Given problem:
Please convert every line of the records below into a numbered list, leaving out any blank lines. Omit the pictures from your answer.

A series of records
────────────────

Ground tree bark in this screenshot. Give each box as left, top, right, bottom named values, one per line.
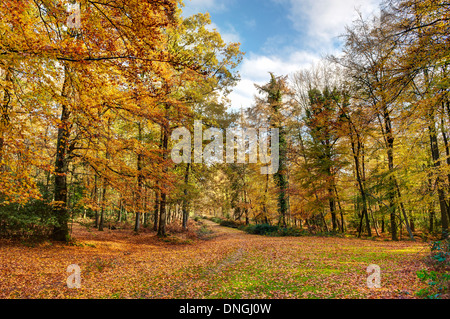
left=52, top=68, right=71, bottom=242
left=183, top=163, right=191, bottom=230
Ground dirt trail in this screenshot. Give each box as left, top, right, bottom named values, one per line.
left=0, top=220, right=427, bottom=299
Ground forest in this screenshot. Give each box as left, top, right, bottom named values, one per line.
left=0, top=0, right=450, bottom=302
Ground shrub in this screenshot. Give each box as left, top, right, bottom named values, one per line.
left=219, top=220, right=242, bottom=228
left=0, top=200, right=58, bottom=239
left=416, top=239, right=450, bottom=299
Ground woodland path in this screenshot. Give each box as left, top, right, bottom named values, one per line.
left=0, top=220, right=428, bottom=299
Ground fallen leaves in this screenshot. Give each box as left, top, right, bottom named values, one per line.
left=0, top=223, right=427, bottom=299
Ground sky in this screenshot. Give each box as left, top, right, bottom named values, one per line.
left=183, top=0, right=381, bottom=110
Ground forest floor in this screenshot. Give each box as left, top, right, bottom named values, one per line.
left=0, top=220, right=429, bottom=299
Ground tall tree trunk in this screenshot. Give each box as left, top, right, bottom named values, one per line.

────────────────

Answer to this exercise:
1. Ground tree bark in this screenshot. Give each box as left, top, right, bottom named values, one per line.
2. left=52, top=68, right=71, bottom=242
3. left=183, top=163, right=191, bottom=230
4. Ground dirt trail in this screenshot. Give each box as left, top, right, bottom named values, one per line.
5. left=0, top=220, right=427, bottom=299
6. Ground forest in this screenshot. Give each box as left, top, right, bottom named values, one per line.
7. left=0, top=0, right=450, bottom=302
8. Ground shrub in this screenshot. Give each box as left, top, right, bottom named values, one per line.
9. left=219, top=220, right=242, bottom=228
10. left=0, top=200, right=58, bottom=239
11. left=416, top=239, right=450, bottom=299
12. Ground woodland path in this screenshot. Give each box as left, top, right, bottom named values, one per line.
13. left=0, top=220, right=428, bottom=299
14. Ground fallen leaves in this screenshot. Give each box as left, top, right, bottom named values, one per line.
15. left=0, top=223, right=427, bottom=299
16. Ground sky in this screenshot. Give each box as left, top, right, bottom named values, one per line.
17. left=183, top=0, right=381, bottom=110
18. Ground forest floor in this screenshot. Give each box as left, top, right, bottom named values, one per line.
19. left=0, top=220, right=429, bottom=299
20. Ground tall tree trunk in this screenshot. Give each box as left, top, right, bottom named values, one per line.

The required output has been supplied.